***** Page excerpt *****
US Supreme Court rejects appeals by Guantanamo detainees and Jose Padilla

By Don Knowland
13 June 2012

On Monday, the US Supreme Court declined to review appellate court decisions that shut the door to judicial review of the indefinite detention of Guantanamo prisoners. It also let stand an appellate ruling tossing out a civil law suit by US citizen Jose Padilla against government officials for their roles in disappearing, imprisoning and torturing him.

In 2008, in the case Boumedienee v. Bush, the Supreme Court had ruled that Congress’s denial to inmates at Guantanamo Bay of the right to petition a court for release under the ancient writ of habeas corpus was unconstitutional.

The US Constitution states, “The privilege of the writ of habeas corpus shall not be suspended, unless when in cases of rebellion or invasion the public safety may require it.” The Boumedienee Court held that because the writ had not been suspended, prisoners, including foreign nationals, had to be given meaningful court review of the basis for their confinement.
***** Dataset rows *****
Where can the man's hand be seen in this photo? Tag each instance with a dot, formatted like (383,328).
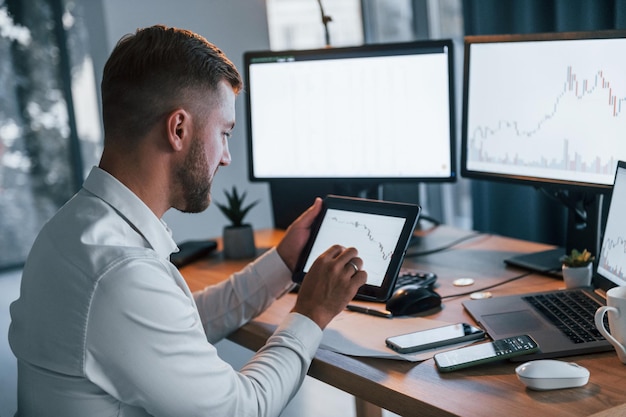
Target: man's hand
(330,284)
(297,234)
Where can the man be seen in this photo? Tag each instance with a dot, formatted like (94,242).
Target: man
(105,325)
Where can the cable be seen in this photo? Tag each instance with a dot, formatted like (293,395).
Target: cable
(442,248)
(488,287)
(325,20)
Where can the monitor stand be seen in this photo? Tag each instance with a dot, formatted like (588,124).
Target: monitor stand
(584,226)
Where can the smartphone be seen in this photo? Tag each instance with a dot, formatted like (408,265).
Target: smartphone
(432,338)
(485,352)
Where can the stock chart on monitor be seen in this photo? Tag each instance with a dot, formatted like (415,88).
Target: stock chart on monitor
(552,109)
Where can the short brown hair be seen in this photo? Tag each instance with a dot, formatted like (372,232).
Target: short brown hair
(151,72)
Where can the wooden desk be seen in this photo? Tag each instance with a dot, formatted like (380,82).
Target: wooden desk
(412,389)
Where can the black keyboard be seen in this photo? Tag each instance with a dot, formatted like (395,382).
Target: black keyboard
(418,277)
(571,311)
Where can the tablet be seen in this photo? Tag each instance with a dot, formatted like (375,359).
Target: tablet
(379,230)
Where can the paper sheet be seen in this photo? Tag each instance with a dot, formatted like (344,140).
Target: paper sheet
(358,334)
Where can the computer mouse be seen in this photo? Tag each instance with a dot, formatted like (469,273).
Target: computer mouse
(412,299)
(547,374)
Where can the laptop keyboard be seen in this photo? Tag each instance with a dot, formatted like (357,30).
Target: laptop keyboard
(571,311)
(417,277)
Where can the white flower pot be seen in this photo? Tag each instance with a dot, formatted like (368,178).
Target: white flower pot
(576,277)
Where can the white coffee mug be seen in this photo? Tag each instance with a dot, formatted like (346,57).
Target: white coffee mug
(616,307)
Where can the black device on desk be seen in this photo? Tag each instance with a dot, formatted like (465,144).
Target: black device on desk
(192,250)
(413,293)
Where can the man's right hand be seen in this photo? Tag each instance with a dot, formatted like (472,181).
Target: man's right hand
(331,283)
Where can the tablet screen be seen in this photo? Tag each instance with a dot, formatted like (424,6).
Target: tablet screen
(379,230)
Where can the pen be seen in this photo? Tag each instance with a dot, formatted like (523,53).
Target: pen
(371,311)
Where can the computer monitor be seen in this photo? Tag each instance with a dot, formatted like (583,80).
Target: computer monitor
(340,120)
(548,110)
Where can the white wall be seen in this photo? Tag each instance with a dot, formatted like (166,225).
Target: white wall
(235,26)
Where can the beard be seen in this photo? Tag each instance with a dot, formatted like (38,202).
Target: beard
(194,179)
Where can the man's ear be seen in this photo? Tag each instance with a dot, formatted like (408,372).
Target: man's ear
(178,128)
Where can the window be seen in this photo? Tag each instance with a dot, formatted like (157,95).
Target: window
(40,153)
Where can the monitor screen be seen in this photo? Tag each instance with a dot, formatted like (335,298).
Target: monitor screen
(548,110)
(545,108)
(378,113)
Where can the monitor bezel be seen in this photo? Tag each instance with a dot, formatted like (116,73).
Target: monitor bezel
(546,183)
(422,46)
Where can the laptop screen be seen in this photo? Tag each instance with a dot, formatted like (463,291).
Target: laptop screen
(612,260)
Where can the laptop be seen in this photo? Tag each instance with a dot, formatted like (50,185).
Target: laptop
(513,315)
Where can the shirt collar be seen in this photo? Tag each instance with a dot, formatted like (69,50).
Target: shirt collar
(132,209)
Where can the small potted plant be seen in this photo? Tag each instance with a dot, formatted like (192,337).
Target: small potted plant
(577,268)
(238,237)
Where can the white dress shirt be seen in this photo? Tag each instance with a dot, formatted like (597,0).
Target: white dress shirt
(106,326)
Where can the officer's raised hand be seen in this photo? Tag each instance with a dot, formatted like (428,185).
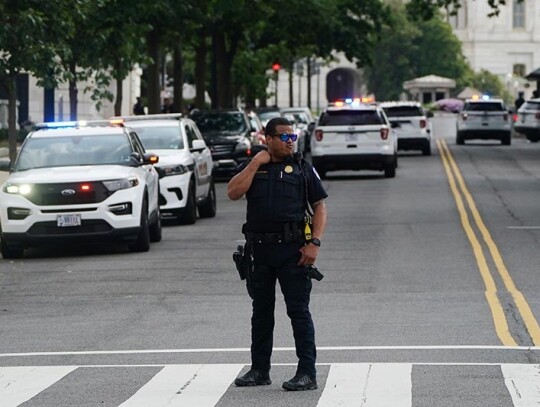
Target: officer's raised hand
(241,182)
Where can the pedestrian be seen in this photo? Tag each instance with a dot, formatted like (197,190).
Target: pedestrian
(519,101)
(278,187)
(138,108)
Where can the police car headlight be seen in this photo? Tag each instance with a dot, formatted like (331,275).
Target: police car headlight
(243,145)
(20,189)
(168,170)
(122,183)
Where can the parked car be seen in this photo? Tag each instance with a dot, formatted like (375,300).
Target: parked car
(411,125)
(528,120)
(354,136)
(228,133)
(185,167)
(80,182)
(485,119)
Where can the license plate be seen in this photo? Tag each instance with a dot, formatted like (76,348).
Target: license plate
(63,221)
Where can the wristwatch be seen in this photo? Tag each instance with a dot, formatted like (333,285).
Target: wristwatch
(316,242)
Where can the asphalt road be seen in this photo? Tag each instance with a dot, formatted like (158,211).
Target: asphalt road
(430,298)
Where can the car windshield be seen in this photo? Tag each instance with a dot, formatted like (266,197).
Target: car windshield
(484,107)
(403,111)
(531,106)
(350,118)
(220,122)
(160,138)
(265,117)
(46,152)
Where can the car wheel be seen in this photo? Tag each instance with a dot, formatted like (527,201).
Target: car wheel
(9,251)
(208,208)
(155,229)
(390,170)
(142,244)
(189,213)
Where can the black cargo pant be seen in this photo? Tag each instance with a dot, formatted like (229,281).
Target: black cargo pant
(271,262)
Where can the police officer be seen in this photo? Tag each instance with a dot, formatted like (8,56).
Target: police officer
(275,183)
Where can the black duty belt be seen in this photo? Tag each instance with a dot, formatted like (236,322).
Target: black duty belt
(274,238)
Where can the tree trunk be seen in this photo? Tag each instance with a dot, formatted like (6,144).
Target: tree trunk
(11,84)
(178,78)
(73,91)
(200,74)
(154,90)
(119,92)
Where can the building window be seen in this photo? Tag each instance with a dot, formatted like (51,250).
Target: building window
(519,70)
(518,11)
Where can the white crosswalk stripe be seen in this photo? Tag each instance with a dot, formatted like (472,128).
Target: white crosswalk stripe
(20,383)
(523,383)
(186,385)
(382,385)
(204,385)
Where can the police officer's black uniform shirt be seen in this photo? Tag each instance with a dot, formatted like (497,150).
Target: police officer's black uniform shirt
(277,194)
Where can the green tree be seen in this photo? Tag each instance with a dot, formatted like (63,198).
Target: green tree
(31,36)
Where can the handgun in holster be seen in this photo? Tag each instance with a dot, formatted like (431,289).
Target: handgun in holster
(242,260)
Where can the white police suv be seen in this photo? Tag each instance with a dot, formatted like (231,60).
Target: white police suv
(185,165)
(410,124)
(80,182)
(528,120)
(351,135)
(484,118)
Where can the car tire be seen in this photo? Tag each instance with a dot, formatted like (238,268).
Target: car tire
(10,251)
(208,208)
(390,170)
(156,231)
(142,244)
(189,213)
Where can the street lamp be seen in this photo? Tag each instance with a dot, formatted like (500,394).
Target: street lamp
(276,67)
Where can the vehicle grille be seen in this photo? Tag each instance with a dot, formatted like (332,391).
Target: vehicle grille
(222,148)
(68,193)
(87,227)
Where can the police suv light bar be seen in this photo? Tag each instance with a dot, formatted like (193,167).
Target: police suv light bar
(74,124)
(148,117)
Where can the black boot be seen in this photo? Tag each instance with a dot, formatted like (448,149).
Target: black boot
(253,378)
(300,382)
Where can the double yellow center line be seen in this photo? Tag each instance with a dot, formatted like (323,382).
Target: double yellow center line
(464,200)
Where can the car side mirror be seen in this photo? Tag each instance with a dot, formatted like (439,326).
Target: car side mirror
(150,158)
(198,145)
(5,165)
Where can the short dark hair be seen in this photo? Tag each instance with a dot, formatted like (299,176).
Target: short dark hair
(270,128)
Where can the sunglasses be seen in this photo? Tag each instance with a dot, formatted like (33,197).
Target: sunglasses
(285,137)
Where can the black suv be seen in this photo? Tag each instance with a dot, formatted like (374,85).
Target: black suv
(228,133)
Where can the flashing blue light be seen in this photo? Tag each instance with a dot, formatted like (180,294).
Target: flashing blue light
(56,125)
*****
*Written task 1*:
Recast the data listing as a Markdown table with the columns Number and Record line. Begin at the line containing "Where can the police suv", continue through the end of the listing, and leave out blank lines.
*Written task 2*:
Continue the article on the Supreme Court's Guantanamo and Padilla rulings from the point where it stops.

*Task response 1*:
| Number | Record line |
|---|---|
| 1 | Where can the police suv light bar be seen in this photo? Tag each instance with a dot, formatted like (193,167). |
| 2 | Target: police suv light bar |
| 3 | (74,124) |
| 4 | (148,117) |
| 5 | Where can the black boot be seen in this photo? Tag each instance with a dot, formatted like (448,149). |
| 6 | Target: black boot |
| 7 | (253,378) |
| 8 | (300,382) |
| 9 | Where can the double yellow center line be seen in this photo? Tag each instance with a dot, formatted like (323,382). |
| 10 | Target: double yellow center line |
| 11 | (464,200) |
| 12 | Where can the car side mirror be seen in this photo? Tag each instance with a dot, formatted like (439,326). |
| 13 | Target: car side mirror |
| 14 | (150,158) |
| 15 | (198,145) |
| 16 | (5,165) |
| 17 | Where can the short dark hair be seen in this photo? Tag each instance with a dot, formatted like (299,176). |
| 18 | Target: short dark hair |
| 19 | (270,128) |
| 20 | Where can the sunglasses be seen in this photo? Tag each instance with a dot, formatted like (33,197). |
| 21 | Target: sunglasses |
| 22 | (285,137) |
| 23 | Where can the black suv be seen in this photo? Tag each instance with a dot, formatted like (374,85). |
| 24 | Target: black suv |
| 25 | (228,133) |
| 26 | Where can the flashing blue light be seen in this photo? Tag each instance with a dot, formatted like (180,294). |
| 27 | Target: flashing blue light |
| 28 | (56,125) |

*Task response 2*:
Some federal courts at the trial level began to order the release of some prisoners, many of whom, such as Tofiq al-Bihana and Moath al Alwi, were low-level Taliban personnel—cooks in those cases—who could not conceivably present a security threat. However, the government appealed such rulings to the US Circuit Court of Appeals for the District of Columbia, which eviscerated the Supreme Court’s directive. The lower courts were reprimanded and hamstrung from engaging in meaningful review of the basis the government offered for imprisonment.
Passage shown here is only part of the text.